* _Источник_
##########

Когда население колонизаторов начало серьезно разрастаться, определенно с 1570 по 1620 год, одной из самых насущных проблем было постоянное обеспечение потребителей достаточным количеством товаров, доступных за обычную плату, таких как продукты питания и ткани. По большей части эти товары выращивались или производились в Америках: любой другой вариант сделал бы колонизацию невозможной, поскольку импорт был слишком дорогим. Прибыли севильских коммерческих предприятий в Америке в этот период были невообразимы. Антонио-Мигель Бернал (Bernal 1992: 178, 192), опираясь на тщательный анализ архивных документов, называет их «баснословными». Доход на инвестиции в предприятия на Карибах, в Центральной Америке, Мексике и Перу составлял 100 %, а то и 200–300 % для таких товаров, как оливковое масло и вино. В целом уровень цен в Америках оценивался на 10–35 % выше (в зависимости от района), чем в Севилье. Поэтому стимул заменить оливковое масло и вино, а также обычную ткань, был непреодолим.
Хлопок (в отличие от шерсти, для его производства не нужны были овцы или тягловые животные) изначально произрастал в Мексике и Перу. Его использование в качестве объекта дани было обусловлено невозможностью его выращивания на altiplano, где находилось большинство уцелевшего коренного населения. При ацтеках хлопок завозился из прибрежных равнинных районов, что, пожалуй, свидетельствует о том, что его транспортировка была слишком дорогой при обычных «рыночных» стимулах (в той степени, в которой они работали), поэтому фактически обеспечивался за счет использования принудительного труда. Нечто подобное произошло и при европейцах, так как хлопок стал главным продуктом репартимьенто, особенно в Южной Мексике, на Юкатане и в Гватемале. Здесь производство хлопка финансировали и организовывали торговцы или колониальные магистраты, или же и те и другие, они же в основном контролировали и хлопковую торговлю. Как заметил главный исследователь этого института Роберт Патч (Patch 2002: 9–10), будучи технически нелегальной практикой, по крайней мере в Гватемале, «репартимьенто была важна, поскольку позволяла испанским коррехидорам, мэрам и губернаторам-алькальдам приобретать ценные товары по ценам значительно ниже рыночных». Патч делает вывод: «практически [репартимьенто] стала принудительным видом системы надомного труда, в рамках которой майя были вынуждены работать на испанцев за плату ниже рыночной».

##########

* _Фрагмент набора данных_

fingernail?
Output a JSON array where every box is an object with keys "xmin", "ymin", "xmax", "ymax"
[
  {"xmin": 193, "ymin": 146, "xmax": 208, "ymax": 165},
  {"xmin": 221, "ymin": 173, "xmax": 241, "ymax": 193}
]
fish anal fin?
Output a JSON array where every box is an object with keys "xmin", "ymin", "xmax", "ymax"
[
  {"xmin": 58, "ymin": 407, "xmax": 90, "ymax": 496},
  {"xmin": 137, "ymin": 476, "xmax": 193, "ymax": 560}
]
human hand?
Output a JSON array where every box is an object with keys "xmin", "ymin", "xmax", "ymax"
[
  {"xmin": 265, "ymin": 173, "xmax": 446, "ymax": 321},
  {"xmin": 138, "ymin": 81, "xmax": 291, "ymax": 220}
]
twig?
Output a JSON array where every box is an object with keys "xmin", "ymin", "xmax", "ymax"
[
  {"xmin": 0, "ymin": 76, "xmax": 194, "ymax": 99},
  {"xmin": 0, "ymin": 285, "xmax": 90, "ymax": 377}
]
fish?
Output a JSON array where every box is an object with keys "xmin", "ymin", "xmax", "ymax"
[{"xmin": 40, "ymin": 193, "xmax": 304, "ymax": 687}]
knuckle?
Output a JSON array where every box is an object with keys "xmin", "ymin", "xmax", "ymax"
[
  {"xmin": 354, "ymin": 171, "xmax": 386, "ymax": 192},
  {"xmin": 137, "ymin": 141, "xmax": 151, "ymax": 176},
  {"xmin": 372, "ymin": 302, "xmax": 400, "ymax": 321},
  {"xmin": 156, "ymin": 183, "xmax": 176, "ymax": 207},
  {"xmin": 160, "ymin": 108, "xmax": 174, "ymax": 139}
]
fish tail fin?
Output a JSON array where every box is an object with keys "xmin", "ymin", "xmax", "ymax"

##########

* _Набор заданий_
1. Ответьте по тексту о колониальной экономике на три вопроса.
(a) Какой доход на инвестиции давали такие товары, как оливковое масло и вино?
(b) Откуда завозился хлопок при ацтеках?
(c) В каких районах хлопок стал главным продуктом репартимьенто?
2. Продолжите текст о колониальной экономике, начав сразу после его последнего предложения.
Перечень для работы не понадобится.

* _Решённые задачи_
1.
(a) 200–300 %.
(b) Из прибрежных равнинных районов.
(c) Особенно в Южной Мексике, на Юкатане и в Гватемале.

2.
Мануфактуры (обрахе) прославились в той же мере благодаря своим угнетающим условиям труда, что и в качестве прототипов фабрик, в которых еще не механизированные этапы производства в основном объединялись в одну операцию и под одной крышей. С существованием таких «мануфактур» всегда был связан вопрос об их явно капиталистическом характере: очевидно максимизирующем прибыль, но с фиксированными издержками, которые не компенсировались прогрессивными технологиями, даже в XVIII веке. Вывод, к которому логика приводит историков, состоит в том, что «закрытый» характер obraje был связан со стремлением, в значительной мере успешным, снизить расходы на оплату труда за счет ослабления мобильности рабочей силы, если не сказать препятствования ей. Obraje были не фабриками, а своего рода тюрьмами, и широкое использование в них труда осужденных и отрабатывавших долги, имело одну, и лишь одну, цель: нанять и сохранить, или удержать силой, рабочих, которых за конкурентоспособную плату нанять было бы нельзя. Представляется, что документы, сохранившиеся с 1790-х годов в промышленном центре Керетаро (Мексика), подчеркивают успех принуждения, когда затраты на оплату труда представляли собой неожиданно (и, пожалуй, невероятно) малую долю от общих затрат. В работе Сальвуччи (Salvucci 1987: 44) на примере еще более убедительных данных из Керетаро 1840-х годов, когда уже имела место некоторая механизация, показано, что оплата труда добавленной стоимости в текстильном производстве составляла 50 %, а не общепринятые 75 %.
Ограничения мобильности рабочей силы были достаточно распространены для того, чтобы возникли трудные вопросы о существовании «свободного труда» в их контексте. Действительно, в Мексике имелся продолжительный период с конца XVI и включая середину XVII веков, когда использовались рабская рабочая сила из Африки, замещавшая коренное население, чья реальная оплата труда резко выросла из-за сокращения численности населения, особенно в Пуэбла и Тлашкала. В Андах работа на обрахе всегда связывалась с митой и энкомьендой. С восстановлением численности коренного населения в XVIII веке продажа африканских рабов через британскую Компанию южных морей в Мексике угасла, но пришедшую на смену рабам рабочую силу нельзя было однозначно назвать «свободным трудом».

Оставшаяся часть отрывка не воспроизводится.